* _TASK OBJECTIVE_:
The passage below concerns a "Buy Indian" bid protest. List the conditions a business entity must meet to qualify as an Indian economic enterprise under the definition quoted in that passage.

* _SELECTED PASSAGE_:
We deny the protest.

The BIA Phoenix area office, in accordance with the Buy Indian Act, 25 U.S.C. Sec. 47 (1988), issued the IFB as a total "Buy Indian" set-aside, under which only Indian economic enterprises were eligible for award. An Indian economic enterprise is defined in the solicitation and applicable BIA guidelines as:

"[A]ny business entity . . . which: (1) is at least 51 percent owned by one or more Indian(s) or (an) Indian Tribe(s); (2) one or more of those owners must be involved in daily business management of the economic enterprise; and (3) the majority of the earnings must accrue to such Indian person(s)."

Two bids were received in response to the IFB. HCC, a joint venture between Calvin Corporation and Hunter Contracting Company, submitted the low bid. The president and sole shareholder of Calvin is a Navajo Indian. Calvin owns a 51 percent interest in HCC. No Indians own any interest in Hunter. On August 20, 1991, Blaze, the other bidder, protested to the contracting officer that HCC was not a legitimate Indian-owned enterprise. After the contracting officer denied the protest and awarded the contract to HCC, Blaze filed this protest with our Office.

Blaze contends that the BIA Phoenix office's determination that HCC is a valid "Buy Indian" concern is arbitrary and unreasonable, particularly given that the BIA Albuquerque office had reached a contrary finding during the same time period, a finding that our Office found reasonable in Calvin Corp., B-245768, Jan. 22, 1992, 92-1 CPD Para. 98. Blaze argues that the Phoenix office insufficiently addressed the concerns noted by the Albuquerque office and discussed in our decision. In particular, Blaze contends that HCC fails to meet the eligibility requirements because an Indian owner is not involved in the daily business management of the enterprise and might not accrue the majority of the profits of the joint venture.

* _RECORD SET_:
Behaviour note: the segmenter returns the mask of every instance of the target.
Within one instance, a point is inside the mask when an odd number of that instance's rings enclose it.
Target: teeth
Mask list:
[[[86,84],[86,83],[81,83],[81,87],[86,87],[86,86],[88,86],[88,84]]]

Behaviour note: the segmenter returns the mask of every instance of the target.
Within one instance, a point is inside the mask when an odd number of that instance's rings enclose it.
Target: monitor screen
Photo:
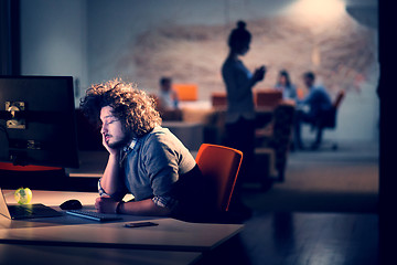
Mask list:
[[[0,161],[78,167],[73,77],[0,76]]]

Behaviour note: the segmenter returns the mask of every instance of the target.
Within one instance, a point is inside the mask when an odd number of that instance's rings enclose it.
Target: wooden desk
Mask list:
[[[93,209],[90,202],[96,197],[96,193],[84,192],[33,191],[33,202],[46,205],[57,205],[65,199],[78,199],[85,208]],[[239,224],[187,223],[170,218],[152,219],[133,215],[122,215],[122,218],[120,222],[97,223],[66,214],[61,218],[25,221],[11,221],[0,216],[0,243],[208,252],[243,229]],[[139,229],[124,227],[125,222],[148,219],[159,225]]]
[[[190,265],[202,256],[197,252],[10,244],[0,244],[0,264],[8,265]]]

...

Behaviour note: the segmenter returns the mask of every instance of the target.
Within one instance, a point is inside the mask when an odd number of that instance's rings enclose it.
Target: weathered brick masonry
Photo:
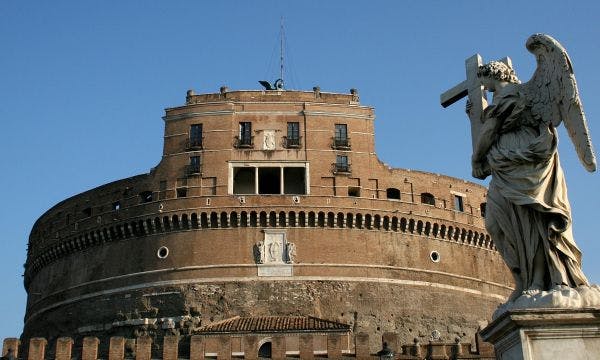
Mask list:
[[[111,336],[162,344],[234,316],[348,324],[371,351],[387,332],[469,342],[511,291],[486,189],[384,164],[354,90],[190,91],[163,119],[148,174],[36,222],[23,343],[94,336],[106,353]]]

==

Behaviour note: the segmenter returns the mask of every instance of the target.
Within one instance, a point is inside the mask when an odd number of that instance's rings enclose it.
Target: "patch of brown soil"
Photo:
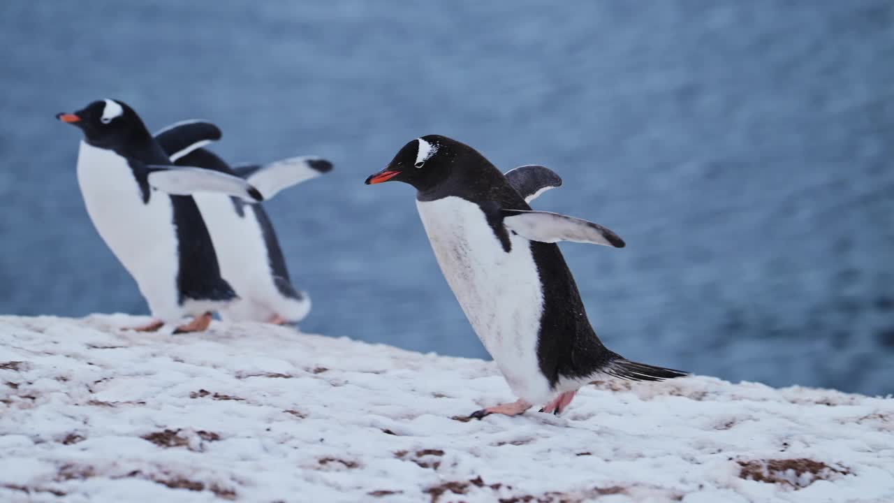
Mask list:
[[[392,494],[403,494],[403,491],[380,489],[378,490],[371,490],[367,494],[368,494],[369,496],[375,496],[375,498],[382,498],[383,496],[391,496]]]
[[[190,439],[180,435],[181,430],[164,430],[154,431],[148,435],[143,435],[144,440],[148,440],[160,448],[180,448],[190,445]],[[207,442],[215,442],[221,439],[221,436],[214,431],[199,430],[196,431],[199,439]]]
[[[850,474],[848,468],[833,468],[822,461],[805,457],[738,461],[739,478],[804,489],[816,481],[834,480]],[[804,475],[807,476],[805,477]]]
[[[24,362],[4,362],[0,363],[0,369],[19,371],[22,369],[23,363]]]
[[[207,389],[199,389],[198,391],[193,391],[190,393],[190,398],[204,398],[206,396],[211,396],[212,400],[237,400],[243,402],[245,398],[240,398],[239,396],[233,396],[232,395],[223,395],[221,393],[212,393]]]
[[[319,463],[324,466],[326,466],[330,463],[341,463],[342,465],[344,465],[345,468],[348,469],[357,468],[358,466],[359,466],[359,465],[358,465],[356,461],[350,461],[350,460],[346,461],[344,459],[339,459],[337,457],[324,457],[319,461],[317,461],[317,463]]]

* _FINAL RESULT_:
1. It is at least 51 percent owned by one or more Indian(s) or (an) Indian Tribe(s).
2. One or more of those owners must be involved in daily business management of the economic enterprise.
3. The majority of the earnings must accrue to such Indian person(s).